--- BEGIN Source data ---

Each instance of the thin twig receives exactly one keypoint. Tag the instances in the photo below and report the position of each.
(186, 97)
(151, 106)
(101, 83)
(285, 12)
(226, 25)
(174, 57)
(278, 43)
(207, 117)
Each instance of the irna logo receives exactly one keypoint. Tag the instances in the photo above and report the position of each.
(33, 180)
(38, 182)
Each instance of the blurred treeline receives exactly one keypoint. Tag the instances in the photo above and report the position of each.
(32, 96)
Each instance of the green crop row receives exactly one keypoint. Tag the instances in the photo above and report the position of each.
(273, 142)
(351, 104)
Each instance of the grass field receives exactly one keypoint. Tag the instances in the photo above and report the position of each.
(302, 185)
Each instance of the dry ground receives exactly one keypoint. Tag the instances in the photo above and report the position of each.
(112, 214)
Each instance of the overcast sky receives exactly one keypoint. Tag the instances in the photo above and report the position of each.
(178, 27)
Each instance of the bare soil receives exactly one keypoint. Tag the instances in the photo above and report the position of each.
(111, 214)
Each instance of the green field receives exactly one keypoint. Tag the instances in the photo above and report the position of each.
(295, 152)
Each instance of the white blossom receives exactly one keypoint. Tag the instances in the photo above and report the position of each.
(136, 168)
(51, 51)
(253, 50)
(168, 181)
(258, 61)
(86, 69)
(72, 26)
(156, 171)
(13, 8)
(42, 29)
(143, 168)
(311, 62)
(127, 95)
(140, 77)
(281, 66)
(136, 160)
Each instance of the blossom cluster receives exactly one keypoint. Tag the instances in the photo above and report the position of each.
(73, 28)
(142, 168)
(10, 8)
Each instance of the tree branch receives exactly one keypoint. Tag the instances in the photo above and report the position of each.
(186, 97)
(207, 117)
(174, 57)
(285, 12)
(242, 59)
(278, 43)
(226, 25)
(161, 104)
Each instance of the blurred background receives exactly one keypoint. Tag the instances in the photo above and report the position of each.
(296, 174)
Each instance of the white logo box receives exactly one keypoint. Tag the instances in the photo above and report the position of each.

--- END Source data ---

- **Direction**: In the records above, find the line containing "Each instance of the tree"; please retype it and every line after it through the last line, exactly and with nothing else.

- **Exercise solution**:
Each instance of the tree branch receives exactly one keypoint. Tag the instances in the photo above and report the position of each.
(186, 97)
(207, 117)
(174, 57)
(285, 12)
(242, 59)
(278, 43)
(226, 25)
(161, 104)
Each instance of the blurred background receives exactly one keypoint. Tag the instances in the photo above and report the position of each.
(296, 174)
Each instance of the white logo box receives exactly one keypoint. Tag the instances in the photo above and report the position of each.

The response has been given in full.